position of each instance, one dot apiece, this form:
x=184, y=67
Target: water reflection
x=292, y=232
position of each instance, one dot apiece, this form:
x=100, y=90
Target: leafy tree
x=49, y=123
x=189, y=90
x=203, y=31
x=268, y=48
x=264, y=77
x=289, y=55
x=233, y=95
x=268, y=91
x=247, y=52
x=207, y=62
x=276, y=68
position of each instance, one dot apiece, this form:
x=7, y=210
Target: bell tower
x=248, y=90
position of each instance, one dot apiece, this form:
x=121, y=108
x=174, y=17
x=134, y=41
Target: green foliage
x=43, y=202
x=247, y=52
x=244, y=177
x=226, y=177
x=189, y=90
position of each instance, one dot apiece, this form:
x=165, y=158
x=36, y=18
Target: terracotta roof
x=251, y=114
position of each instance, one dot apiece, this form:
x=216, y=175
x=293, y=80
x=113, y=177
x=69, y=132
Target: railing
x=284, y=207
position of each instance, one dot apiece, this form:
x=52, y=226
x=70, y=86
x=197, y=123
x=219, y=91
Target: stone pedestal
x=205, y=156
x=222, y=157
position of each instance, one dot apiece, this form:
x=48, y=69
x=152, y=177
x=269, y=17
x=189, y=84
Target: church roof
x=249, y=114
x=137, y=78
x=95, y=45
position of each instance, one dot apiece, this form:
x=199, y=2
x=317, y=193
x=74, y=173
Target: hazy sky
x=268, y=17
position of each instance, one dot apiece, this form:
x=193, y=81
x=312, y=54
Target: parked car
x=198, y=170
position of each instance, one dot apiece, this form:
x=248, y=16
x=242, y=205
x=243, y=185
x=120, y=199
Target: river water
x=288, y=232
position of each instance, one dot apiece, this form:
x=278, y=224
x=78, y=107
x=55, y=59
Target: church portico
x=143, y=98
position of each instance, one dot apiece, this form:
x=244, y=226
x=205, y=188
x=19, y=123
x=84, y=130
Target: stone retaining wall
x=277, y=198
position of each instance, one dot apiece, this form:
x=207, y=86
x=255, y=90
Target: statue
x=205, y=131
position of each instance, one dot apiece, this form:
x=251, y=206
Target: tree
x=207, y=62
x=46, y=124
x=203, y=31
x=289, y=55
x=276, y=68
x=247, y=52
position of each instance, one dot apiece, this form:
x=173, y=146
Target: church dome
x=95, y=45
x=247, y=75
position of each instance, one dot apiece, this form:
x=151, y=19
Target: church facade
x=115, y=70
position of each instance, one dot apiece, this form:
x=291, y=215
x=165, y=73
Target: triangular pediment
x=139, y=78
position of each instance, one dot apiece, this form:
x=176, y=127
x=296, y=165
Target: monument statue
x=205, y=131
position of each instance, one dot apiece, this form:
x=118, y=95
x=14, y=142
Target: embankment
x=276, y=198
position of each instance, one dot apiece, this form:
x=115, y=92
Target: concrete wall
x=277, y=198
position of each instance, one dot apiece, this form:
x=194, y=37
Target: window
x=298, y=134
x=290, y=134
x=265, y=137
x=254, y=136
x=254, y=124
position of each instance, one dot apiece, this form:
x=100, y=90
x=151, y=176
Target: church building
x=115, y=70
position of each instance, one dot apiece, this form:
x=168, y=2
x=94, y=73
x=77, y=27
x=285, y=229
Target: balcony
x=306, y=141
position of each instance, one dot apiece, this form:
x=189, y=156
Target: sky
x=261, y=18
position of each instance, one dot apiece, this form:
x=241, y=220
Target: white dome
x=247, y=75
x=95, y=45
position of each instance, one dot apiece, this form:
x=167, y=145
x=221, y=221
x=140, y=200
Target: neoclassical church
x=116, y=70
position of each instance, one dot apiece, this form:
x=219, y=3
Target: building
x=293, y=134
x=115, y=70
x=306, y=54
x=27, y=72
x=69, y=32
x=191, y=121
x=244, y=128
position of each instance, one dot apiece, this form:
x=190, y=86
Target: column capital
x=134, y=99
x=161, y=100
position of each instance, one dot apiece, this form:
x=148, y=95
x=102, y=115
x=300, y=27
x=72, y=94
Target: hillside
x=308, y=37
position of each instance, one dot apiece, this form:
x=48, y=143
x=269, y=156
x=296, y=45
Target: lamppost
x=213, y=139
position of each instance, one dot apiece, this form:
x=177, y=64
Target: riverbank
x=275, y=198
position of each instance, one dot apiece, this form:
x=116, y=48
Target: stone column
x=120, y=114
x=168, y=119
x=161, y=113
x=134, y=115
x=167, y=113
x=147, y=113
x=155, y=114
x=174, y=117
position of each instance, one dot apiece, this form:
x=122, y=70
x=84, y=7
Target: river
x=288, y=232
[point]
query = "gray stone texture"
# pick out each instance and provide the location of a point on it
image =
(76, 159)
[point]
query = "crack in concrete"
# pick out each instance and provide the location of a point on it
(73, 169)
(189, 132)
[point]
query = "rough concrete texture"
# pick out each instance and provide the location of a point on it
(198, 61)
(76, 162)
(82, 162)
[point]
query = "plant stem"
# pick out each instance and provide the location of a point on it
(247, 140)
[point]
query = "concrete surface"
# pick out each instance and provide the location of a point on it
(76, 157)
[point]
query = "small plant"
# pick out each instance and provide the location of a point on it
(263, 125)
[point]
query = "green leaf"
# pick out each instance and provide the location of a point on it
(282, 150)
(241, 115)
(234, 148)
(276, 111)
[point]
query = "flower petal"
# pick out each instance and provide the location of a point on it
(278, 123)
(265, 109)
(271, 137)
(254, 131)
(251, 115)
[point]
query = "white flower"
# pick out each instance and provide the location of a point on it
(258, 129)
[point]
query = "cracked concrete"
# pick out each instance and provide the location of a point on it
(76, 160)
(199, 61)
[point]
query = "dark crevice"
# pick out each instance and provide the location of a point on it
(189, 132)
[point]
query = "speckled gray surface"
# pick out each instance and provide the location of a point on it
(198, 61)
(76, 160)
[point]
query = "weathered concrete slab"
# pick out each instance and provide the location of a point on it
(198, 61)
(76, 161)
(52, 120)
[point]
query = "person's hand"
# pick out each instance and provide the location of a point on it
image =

--- What to do ---
Copy out all of the records above with nothing altered.

--- Correct output ---
position of each instance, one dot apiece, this form:
x=184, y=67
Target: water reflection
x=292, y=232
position of each instance, one dot apiece, this form:
x=100, y=90
Target: leafy tree
x=49, y=123
x=189, y=90
x=203, y=31
x=268, y=48
x=264, y=77
x=289, y=55
x=233, y=95
x=268, y=91
x=247, y=52
x=207, y=62
x=276, y=68
position of each instance, one dot apiece, this form:
x=7, y=210
Target: bell tower
x=248, y=90
position of each instance, one dot apiece, this form:
x=121, y=108
x=174, y=17
x=134, y=41
Target: green foliage
x=43, y=202
x=247, y=52
x=244, y=177
x=226, y=177
x=189, y=90
position of each instance, one dot apiece, this form:
x=165, y=158
x=36, y=18
Target: terracotta roof
x=251, y=114
position of each instance, one dot apiece, this form:
x=216, y=175
x=293, y=80
x=113, y=177
x=69, y=132
Target: railing
x=284, y=207
position of each instance, one dot apiece, this form:
x=52, y=226
x=70, y=86
x=197, y=123
x=219, y=91
Target: stone pedestal
x=205, y=156
x=222, y=157
position of each instance, one dot apiece, this form:
x=48, y=69
x=152, y=177
x=269, y=17
x=189, y=84
Target: church roof
x=249, y=114
x=137, y=78
x=95, y=45
position of each instance, one dot apiece, this form:
x=199, y=2
x=317, y=193
x=74, y=173
Target: hazy sky
x=268, y=17
position of each instance, one dot apiece, this form:
x=193, y=81
x=312, y=54
Target: parked car
x=198, y=170
position of each instance, one dot apiece, this form:
x=248, y=16
x=242, y=205
x=243, y=185
x=120, y=199
Target: river water
x=288, y=232
position of each instance, one dot apiece, this form:
x=278, y=224
x=78, y=107
x=55, y=59
Target: church portico
x=143, y=98
position of each instance, one dot apiece, this form:
x=244, y=226
x=205, y=188
x=19, y=123
x=84, y=130
Target: stone retaining wall
x=277, y=198
position of each instance, one dot apiece, this form:
x=207, y=86
x=255, y=90
Target: statue
x=205, y=131
position of each instance, one dot apiece, this form:
x=251, y=206
Target: tree
x=207, y=62
x=46, y=124
x=203, y=31
x=289, y=55
x=276, y=68
x=247, y=52
position of each instance, one dot apiece, this form:
x=173, y=146
Target: church dome
x=95, y=45
x=247, y=75
position of each instance, one dot apiece, this form:
x=151, y=19
Target: church facade
x=115, y=70
position of each instance, one dot apiece, this form:
x=291, y=215
x=165, y=73
Target: triangular pediment
x=139, y=78
position of each instance, one dot apiece, this form:
x=176, y=127
x=296, y=165
Target: monument statue
x=205, y=131
position of each instance, one dot apiece, this form:
x=118, y=95
x=14, y=142
Target: embankment
x=276, y=198
position of each instance, one dot apiece, this form:
x=115, y=92
Target: concrete wall
x=277, y=198
position of each instance, one dot apiece, this form:
x=194, y=37
Target: window
x=298, y=134
x=290, y=134
x=265, y=137
x=254, y=136
x=254, y=124
position of each instance, one dot apiece, this form:
x=100, y=90
x=151, y=176
Target: church building
x=115, y=70
position of each instance, one dot apiece, this form:
x=168, y=2
x=94, y=73
x=77, y=27
x=285, y=229
Target: balcony
x=306, y=141
position of each instance, one dot apiece, this form:
x=189, y=156
Target: sky
x=261, y=18
position of each instance, one dot apiece, this form:
x=241, y=220
Target: white dome
x=247, y=75
x=95, y=45
position of each instance, one dot apiece, this form:
x=167, y=145
x=221, y=221
x=140, y=200
Target: neoclassical church
x=116, y=70
position of each instance, one dot apiece, this form:
x=219, y=3
Target: building
x=293, y=134
x=115, y=70
x=306, y=54
x=27, y=72
x=69, y=32
x=191, y=121
x=244, y=128
position of each instance, one dot apiece, this form:
x=190, y=86
Target: column capital
x=134, y=99
x=161, y=100
position of each instance, one dot apiece, this form:
x=148, y=95
x=102, y=115
x=300, y=27
x=72, y=94
Target: hillside
x=308, y=37
position of each instance, one dot apiece, this form:
x=48, y=143
x=269, y=156
x=296, y=45
Target: lamppost
x=213, y=139
position of each instance, one dot apiece, this form:
x=177, y=64
Target: riverbank
x=275, y=198
position of each instance, one dot apiece, this form:
x=116, y=48
Target: stone column
x=120, y=114
x=168, y=119
x=161, y=113
x=134, y=115
x=167, y=113
x=147, y=113
x=155, y=114
x=174, y=117
position of each instance, one dot apiece, this form:
x=122, y=70
x=84, y=7
Target: river
x=288, y=232
[point]
query = "gray stone texture"
# pick out each instance and provide the location of a point on it
image =
(76, 159)
[point]
query = "crack in concrete"
# pick out each instance and provide the location of a point on it
(73, 169)
(189, 132)
[point]
query = "rough concrete texture"
# pick out each instance and provide the location of a point on it
(198, 61)
(76, 162)
(82, 162)
[point]
query = "plant stem"
# pick out each instance and provide the location of a point on it
(247, 140)
[point]
query = "concrete surface"
# pick out each instance and provide the location of a point on it
(76, 157)
[point]
query = "small plant"
# pick out each instance and provide the location of a point on it
(263, 125)
[point]
query = "green leaf"
# pick out each instance and provide the location of a point on it
(282, 150)
(241, 115)
(234, 148)
(276, 111)
[point]
query = "flower petal"
# pick out each instance and provide the location of a point on it
(278, 123)
(265, 109)
(271, 137)
(254, 131)
(251, 115)
[point]
query = "white flower"
# pick out each instance and provide the location of a point on it
(258, 129)
[point]
query = "cracked concrete"
# pick out each instance and provide the location of a point on it
(76, 160)
(199, 61)
[point]
query = "dark crevice"
# pick out each instance and provide the location of a point on it
(189, 132)
[point]
query = "speckled gray surface"
# pick out each instance and provide the location of a point on it
(198, 61)
(76, 160)
[point]
query = "weathered concrete slab"
# pick out each instance and provide the location of a point on it
(198, 61)
(76, 161)
(52, 120)
[point]
query = "person's hand"
# pick out each instance and provide the location of a point on it
image =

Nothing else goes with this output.